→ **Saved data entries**
BEGIN

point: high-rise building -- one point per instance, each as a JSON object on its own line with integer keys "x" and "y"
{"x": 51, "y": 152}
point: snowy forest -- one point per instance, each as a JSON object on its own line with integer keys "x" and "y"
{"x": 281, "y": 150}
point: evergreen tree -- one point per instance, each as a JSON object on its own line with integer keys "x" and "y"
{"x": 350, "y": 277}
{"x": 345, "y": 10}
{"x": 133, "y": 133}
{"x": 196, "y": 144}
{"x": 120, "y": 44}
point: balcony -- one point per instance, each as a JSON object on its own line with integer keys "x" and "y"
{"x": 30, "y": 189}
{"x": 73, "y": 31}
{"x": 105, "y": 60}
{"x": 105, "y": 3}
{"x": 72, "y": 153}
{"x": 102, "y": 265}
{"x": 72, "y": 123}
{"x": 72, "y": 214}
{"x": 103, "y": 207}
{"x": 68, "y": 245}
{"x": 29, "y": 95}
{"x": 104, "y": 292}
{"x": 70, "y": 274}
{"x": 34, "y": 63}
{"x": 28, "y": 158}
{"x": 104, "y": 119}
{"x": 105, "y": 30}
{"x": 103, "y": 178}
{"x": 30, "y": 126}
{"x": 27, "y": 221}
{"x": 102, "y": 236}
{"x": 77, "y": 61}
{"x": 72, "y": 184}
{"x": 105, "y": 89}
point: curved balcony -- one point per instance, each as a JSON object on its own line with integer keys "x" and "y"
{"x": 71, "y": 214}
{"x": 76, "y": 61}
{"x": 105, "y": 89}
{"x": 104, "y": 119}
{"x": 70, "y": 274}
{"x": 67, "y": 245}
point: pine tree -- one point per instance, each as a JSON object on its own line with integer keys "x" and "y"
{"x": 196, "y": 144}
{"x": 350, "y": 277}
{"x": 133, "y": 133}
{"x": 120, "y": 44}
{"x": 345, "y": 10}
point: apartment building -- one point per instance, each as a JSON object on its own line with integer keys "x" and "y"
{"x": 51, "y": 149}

END

→ **Exercise**
All of the entries above should be written out again exactly.

→ **Solution to this exercise**
point: high-rise building -- one point per instance, each as a JSON object on its own line with integer keys "x" and "y"
{"x": 51, "y": 152}
point: snowy forest -- one point per instance, each as a JSON object on its own line with integer keys "x" and "y"
{"x": 281, "y": 150}
point: evergreen tree -- one point per instance, each as a JSON object on its own line with integer keys "x" and "y"
{"x": 350, "y": 277}
{"x": 345, "y": 10}
{"x": 133, "y": 133}
{"x": 196, "y": 144}
{"x": 120, "y": 44}
point: balcony -- one point per instance, each as a JSON object on its own line with integer keys "x" and "y"
{"x": 30, "y": 189}
{"x": 73, "y": 31}
{"x": 105, "y": 60}
{"x": 105, "y": 3}
{"x": 72, "y": 153}
{"x": 102, "y": 265}
{"x": 72, "y": 123}
{"x": 72, "y": 214}
{"x": 103, "y": 207}
{"x": 68, "y": 245}
{"x": 29, "y": 95}
{"x": 104, "y": 292}
{"x": 70, "y": 274}
{"x": 34, "y": 63}
{"x": 28, "y": 158}
{"x": 104, "y": 119}
{"x": 105, "y": 30}
{"x": 103, "y": 178}
{"x": 30, "y": 126}
{"x": 27, "y": 221}
{"x": 102, "y": 236}
{"x": 77, "y": 61}
{"x": 72, "y": 184}
{"x": 105, "y": 89}
point: curved balcony -- one point per instance, each as a JSON object on its own line with integer keys "x" and "y"
{"x": 71, "y": 214}
{"x": 76, "y": 61}
{"x": 105, "y": 89}
{"x": 104, "y": 119}
{"x": 70, "y": 274}
{"x": 67, "y": 245}
point: pine tree -- one point per instance, each as a JSON object on its own line with integer keys "x" and "y"
{"x": 196, "y": 144}
{"x": 350, "y": 277}
{"x": 133, "y": 133}
{"x": 120, "y": 44}
{"x": 345, "y": 10}
point: apartment building -- one point per instance, each as a JSON object on its own line with integer keys "x" and "y"
{"x": 51, "y": 149}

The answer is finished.